EXERCISE AIM> From the data below, copy each line that contains the word "wearing".
** BEGIN DATA SUPPLIED **
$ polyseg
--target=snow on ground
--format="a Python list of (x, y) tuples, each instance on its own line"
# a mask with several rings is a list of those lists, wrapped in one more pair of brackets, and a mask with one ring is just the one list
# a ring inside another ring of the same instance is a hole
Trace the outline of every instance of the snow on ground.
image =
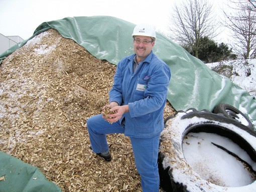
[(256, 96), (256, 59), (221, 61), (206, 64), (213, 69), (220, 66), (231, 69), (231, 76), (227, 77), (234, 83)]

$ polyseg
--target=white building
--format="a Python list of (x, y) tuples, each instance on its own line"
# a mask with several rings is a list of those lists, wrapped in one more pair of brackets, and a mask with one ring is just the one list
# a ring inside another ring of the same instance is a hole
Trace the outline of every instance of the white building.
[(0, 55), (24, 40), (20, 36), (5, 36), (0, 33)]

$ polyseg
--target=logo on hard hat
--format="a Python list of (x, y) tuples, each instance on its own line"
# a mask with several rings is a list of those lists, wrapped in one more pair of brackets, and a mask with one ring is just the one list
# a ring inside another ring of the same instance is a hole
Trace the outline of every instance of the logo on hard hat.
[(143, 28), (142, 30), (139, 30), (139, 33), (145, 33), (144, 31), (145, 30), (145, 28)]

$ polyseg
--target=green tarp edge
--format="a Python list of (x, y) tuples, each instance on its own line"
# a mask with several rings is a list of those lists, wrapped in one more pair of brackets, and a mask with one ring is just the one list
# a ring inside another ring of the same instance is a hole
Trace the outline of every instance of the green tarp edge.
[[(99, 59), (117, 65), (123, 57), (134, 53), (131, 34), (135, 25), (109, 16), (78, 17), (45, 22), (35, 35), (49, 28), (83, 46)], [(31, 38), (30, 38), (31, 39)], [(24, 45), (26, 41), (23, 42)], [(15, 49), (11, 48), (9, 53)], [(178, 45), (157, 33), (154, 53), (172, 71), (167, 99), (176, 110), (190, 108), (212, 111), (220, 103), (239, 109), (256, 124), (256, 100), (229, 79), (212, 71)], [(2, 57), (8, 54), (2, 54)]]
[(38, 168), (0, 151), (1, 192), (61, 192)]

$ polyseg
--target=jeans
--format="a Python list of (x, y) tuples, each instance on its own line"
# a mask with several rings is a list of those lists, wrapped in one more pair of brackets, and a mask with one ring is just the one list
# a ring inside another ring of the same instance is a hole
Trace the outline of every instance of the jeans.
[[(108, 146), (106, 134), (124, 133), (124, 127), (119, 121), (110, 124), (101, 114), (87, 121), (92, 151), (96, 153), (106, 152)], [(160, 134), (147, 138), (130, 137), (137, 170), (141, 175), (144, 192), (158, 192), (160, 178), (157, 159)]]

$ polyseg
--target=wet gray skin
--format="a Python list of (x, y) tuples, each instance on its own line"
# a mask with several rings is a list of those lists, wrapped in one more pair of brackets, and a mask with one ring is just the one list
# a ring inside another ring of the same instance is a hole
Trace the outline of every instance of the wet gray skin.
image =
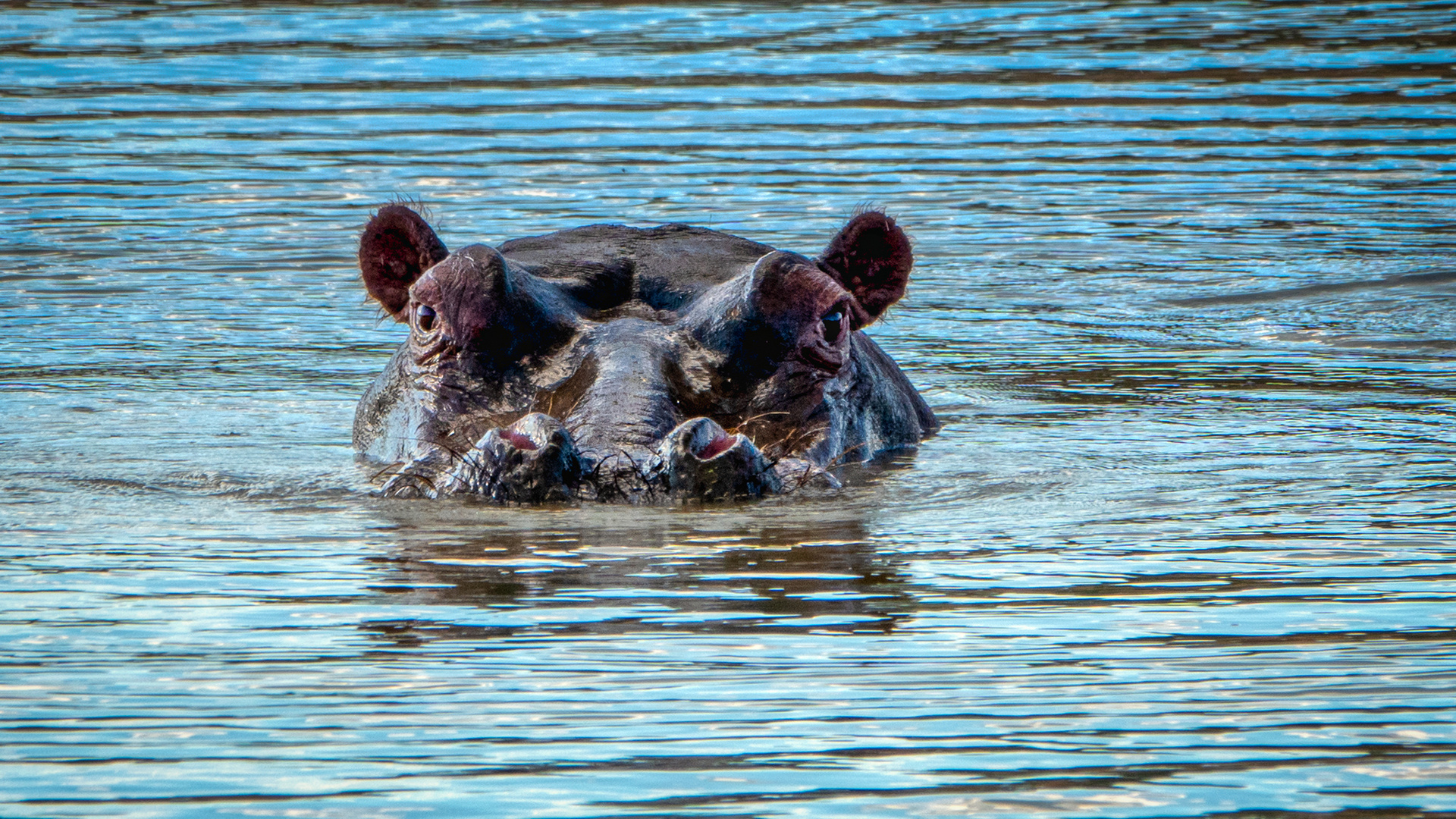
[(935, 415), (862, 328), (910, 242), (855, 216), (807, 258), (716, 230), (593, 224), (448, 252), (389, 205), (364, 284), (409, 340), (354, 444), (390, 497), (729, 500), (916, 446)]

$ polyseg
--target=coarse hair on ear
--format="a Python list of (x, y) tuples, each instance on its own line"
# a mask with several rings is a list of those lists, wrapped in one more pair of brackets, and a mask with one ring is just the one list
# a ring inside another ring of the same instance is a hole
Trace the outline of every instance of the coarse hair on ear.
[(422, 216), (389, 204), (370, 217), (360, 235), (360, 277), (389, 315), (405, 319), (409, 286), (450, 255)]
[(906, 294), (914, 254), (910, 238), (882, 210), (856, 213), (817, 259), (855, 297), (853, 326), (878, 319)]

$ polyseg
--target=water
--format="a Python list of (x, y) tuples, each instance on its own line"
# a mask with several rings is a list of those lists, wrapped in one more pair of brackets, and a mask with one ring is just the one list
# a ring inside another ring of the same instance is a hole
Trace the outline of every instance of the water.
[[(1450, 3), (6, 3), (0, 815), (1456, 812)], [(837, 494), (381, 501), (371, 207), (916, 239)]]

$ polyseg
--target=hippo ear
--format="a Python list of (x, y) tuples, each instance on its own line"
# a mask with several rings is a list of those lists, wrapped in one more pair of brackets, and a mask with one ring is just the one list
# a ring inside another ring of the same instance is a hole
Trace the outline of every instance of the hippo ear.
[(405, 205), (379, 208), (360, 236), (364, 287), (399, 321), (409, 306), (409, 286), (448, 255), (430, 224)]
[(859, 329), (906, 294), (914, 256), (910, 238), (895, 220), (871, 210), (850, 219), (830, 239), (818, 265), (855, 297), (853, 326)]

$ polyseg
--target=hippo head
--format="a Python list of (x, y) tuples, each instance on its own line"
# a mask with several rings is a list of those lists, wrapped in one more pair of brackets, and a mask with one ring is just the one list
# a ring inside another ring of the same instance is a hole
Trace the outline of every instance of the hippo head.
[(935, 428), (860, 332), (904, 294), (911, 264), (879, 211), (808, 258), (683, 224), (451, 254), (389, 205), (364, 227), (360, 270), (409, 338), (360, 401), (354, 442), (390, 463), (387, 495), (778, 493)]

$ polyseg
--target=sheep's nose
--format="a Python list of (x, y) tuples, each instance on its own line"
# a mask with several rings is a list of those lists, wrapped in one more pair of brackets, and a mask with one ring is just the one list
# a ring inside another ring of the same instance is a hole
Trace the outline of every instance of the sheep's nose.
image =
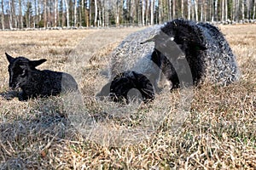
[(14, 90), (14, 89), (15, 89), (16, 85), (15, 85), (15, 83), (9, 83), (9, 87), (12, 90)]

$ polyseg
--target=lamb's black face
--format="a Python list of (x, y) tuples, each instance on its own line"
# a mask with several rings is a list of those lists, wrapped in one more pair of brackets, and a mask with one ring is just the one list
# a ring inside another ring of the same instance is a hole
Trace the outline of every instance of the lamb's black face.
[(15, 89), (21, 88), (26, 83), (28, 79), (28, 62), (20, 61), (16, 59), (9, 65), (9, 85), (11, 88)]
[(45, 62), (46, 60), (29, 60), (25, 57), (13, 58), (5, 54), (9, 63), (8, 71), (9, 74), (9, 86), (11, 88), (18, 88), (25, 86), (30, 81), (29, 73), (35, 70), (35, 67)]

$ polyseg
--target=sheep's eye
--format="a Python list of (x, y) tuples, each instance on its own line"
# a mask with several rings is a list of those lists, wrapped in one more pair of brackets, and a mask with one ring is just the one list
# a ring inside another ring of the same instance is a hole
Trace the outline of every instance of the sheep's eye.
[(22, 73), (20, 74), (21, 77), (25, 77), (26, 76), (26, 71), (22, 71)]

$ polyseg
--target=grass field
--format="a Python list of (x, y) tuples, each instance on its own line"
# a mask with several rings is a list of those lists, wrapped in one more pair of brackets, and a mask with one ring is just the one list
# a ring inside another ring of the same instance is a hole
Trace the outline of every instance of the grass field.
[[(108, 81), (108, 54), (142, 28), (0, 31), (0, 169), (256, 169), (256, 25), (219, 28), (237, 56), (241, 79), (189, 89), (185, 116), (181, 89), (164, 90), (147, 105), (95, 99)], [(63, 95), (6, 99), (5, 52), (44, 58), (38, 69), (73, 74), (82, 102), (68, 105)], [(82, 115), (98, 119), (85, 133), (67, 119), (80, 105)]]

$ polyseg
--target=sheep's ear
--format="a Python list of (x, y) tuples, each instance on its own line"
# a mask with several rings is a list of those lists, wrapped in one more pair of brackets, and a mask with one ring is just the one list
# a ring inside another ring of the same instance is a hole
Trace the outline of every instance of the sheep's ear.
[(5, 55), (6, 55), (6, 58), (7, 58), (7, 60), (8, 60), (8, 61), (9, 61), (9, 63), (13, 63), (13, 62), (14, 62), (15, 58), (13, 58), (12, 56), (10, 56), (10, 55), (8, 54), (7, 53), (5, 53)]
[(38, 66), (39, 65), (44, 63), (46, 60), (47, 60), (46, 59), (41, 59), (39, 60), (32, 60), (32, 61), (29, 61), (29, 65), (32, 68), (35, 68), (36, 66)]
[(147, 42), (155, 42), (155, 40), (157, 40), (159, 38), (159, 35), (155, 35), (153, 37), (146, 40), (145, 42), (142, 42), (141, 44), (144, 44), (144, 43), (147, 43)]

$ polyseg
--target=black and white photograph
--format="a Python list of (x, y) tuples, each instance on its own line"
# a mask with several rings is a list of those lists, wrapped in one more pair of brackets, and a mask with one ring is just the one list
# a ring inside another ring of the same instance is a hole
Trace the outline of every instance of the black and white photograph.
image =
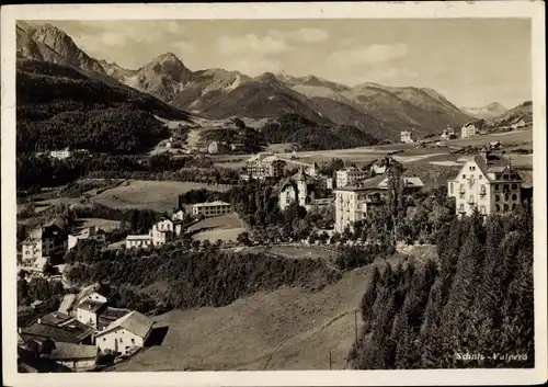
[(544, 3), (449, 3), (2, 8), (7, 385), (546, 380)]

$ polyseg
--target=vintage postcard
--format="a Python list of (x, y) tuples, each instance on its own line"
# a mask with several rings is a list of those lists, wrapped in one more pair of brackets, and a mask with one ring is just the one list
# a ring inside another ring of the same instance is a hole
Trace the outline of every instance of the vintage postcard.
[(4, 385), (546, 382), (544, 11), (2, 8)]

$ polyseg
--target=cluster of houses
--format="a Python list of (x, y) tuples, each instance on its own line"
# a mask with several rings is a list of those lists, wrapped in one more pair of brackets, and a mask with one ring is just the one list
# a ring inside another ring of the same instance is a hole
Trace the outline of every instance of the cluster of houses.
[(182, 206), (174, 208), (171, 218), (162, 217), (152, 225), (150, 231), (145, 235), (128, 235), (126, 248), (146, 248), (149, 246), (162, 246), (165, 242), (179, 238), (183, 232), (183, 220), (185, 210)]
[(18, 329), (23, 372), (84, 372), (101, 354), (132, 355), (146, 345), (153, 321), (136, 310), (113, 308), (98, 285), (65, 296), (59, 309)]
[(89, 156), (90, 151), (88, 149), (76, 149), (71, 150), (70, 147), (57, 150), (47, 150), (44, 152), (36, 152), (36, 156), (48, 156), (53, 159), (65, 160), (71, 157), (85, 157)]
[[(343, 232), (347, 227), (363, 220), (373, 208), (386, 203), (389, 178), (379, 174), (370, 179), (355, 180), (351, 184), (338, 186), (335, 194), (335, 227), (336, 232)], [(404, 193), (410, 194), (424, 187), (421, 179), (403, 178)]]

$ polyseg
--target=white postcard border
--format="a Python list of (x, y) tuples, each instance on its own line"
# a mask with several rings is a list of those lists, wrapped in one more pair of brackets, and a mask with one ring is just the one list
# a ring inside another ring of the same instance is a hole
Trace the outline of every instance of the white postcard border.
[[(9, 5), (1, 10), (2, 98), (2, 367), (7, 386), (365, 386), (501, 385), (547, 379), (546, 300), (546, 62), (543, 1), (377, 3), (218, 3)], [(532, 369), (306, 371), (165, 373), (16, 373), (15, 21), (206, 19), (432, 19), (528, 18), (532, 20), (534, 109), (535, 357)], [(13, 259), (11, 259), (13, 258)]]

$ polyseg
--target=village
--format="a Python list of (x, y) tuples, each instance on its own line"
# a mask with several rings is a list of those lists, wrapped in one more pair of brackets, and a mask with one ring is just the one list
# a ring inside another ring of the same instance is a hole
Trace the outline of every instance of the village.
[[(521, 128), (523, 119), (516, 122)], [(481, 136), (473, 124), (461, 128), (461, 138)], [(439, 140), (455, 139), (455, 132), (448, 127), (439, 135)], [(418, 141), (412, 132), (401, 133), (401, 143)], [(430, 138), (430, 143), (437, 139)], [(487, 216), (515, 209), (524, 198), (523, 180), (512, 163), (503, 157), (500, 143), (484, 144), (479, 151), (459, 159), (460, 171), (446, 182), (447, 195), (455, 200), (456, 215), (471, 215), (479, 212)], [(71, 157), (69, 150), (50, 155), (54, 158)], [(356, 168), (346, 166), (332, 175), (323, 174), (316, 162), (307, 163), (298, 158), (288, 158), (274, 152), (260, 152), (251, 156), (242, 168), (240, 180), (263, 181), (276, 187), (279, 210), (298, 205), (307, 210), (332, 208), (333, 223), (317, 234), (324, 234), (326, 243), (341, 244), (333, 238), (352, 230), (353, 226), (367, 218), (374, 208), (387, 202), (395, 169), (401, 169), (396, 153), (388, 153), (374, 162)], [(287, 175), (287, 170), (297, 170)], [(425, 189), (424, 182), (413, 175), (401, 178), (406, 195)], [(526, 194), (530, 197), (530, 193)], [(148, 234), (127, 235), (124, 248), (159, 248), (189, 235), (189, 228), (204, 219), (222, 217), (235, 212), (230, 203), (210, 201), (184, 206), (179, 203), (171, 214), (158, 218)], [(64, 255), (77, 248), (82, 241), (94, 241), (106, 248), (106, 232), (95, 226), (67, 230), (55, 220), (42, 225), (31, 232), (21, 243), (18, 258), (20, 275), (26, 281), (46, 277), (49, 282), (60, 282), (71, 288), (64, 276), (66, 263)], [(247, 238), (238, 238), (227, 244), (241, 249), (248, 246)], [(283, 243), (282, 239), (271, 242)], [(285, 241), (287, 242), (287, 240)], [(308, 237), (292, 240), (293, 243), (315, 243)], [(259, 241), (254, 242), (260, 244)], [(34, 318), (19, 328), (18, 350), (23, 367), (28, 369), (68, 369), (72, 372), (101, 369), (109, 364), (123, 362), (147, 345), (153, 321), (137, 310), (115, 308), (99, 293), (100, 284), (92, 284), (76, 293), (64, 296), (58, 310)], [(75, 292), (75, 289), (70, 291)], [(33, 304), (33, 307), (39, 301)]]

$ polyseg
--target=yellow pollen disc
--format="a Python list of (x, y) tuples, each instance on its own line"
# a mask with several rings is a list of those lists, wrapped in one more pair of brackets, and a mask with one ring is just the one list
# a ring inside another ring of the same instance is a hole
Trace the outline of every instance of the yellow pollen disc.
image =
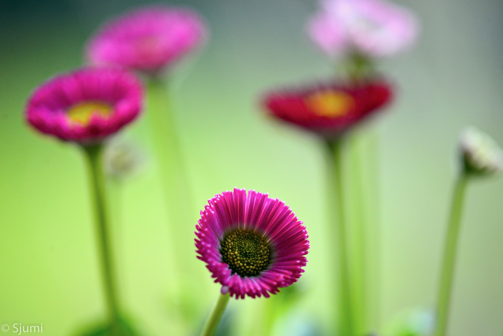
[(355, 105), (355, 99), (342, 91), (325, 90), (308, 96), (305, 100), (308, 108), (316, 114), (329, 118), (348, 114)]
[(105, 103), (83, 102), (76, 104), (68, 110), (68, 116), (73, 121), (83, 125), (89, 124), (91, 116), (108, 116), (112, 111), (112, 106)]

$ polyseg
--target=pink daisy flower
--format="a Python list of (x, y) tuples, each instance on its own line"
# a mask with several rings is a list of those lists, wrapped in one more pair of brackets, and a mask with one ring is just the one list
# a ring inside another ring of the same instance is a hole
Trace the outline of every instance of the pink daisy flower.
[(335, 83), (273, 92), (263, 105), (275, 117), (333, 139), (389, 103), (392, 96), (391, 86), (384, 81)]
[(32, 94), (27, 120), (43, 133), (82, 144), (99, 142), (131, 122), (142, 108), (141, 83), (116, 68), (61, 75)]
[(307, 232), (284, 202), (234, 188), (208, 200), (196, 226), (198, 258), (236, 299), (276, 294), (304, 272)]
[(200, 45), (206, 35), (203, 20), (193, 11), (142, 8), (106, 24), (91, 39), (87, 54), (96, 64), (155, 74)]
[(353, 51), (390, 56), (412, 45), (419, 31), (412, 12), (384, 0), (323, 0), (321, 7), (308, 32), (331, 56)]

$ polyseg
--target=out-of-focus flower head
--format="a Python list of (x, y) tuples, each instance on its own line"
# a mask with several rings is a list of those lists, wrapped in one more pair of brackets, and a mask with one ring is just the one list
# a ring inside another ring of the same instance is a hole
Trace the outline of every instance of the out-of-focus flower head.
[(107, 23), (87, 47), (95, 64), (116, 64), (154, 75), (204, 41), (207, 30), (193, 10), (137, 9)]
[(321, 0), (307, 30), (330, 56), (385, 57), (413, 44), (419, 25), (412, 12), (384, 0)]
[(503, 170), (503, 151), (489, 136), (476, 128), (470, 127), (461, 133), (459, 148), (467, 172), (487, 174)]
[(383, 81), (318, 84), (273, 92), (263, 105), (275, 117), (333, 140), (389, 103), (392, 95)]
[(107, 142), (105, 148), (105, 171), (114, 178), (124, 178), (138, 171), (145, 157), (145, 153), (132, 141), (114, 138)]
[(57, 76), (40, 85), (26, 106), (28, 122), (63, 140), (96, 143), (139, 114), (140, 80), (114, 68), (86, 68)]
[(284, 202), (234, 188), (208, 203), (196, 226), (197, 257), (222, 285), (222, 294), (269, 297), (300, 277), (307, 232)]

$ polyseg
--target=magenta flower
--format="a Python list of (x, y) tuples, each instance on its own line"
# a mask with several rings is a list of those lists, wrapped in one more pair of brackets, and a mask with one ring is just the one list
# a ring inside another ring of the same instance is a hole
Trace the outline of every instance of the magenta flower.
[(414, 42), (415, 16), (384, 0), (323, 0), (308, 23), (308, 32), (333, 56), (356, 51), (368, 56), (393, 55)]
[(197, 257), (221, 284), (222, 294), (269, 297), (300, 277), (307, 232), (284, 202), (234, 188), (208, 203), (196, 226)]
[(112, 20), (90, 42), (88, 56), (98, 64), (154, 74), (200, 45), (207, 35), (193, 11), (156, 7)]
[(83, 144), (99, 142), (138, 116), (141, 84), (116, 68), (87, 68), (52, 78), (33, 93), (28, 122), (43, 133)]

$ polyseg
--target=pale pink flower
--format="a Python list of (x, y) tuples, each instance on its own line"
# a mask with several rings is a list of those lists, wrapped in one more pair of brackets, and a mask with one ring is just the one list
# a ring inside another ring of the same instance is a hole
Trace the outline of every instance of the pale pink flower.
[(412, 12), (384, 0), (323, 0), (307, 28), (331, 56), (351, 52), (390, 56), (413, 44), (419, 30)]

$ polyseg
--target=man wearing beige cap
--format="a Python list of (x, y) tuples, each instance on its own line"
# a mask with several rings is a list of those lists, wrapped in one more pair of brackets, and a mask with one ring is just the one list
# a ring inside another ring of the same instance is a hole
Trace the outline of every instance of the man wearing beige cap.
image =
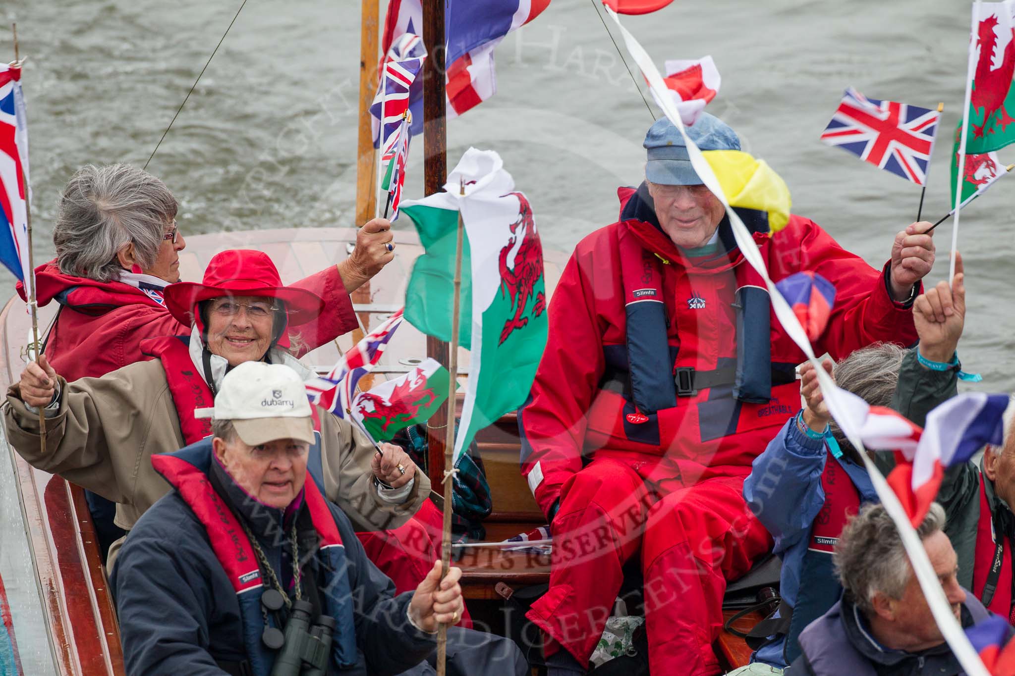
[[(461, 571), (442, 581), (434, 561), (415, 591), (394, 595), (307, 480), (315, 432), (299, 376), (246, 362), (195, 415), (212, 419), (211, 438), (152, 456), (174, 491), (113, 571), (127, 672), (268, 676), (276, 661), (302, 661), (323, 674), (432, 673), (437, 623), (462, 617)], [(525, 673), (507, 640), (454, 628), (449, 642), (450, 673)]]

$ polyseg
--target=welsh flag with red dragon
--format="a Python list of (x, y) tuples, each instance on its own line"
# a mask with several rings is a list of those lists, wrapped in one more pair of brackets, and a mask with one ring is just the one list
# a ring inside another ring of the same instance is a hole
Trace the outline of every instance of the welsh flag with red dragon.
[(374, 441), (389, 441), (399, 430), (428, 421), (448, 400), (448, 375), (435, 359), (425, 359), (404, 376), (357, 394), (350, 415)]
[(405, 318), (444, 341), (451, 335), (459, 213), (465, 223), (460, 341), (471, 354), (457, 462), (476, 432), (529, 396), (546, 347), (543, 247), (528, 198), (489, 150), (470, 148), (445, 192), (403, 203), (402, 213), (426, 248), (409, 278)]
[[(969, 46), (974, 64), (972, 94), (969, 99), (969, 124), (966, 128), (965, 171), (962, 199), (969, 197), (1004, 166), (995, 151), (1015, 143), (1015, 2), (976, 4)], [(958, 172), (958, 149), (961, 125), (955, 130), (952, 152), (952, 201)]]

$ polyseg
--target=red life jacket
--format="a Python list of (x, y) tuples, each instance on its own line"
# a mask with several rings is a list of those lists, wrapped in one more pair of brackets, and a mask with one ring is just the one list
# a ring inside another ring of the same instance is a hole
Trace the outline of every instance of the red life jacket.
** END DATA SUPPLIED **
EXERCISE SOLUTION>
--target=man wearing beige cap
Trace the outline of every instance of the man wearing beige cap.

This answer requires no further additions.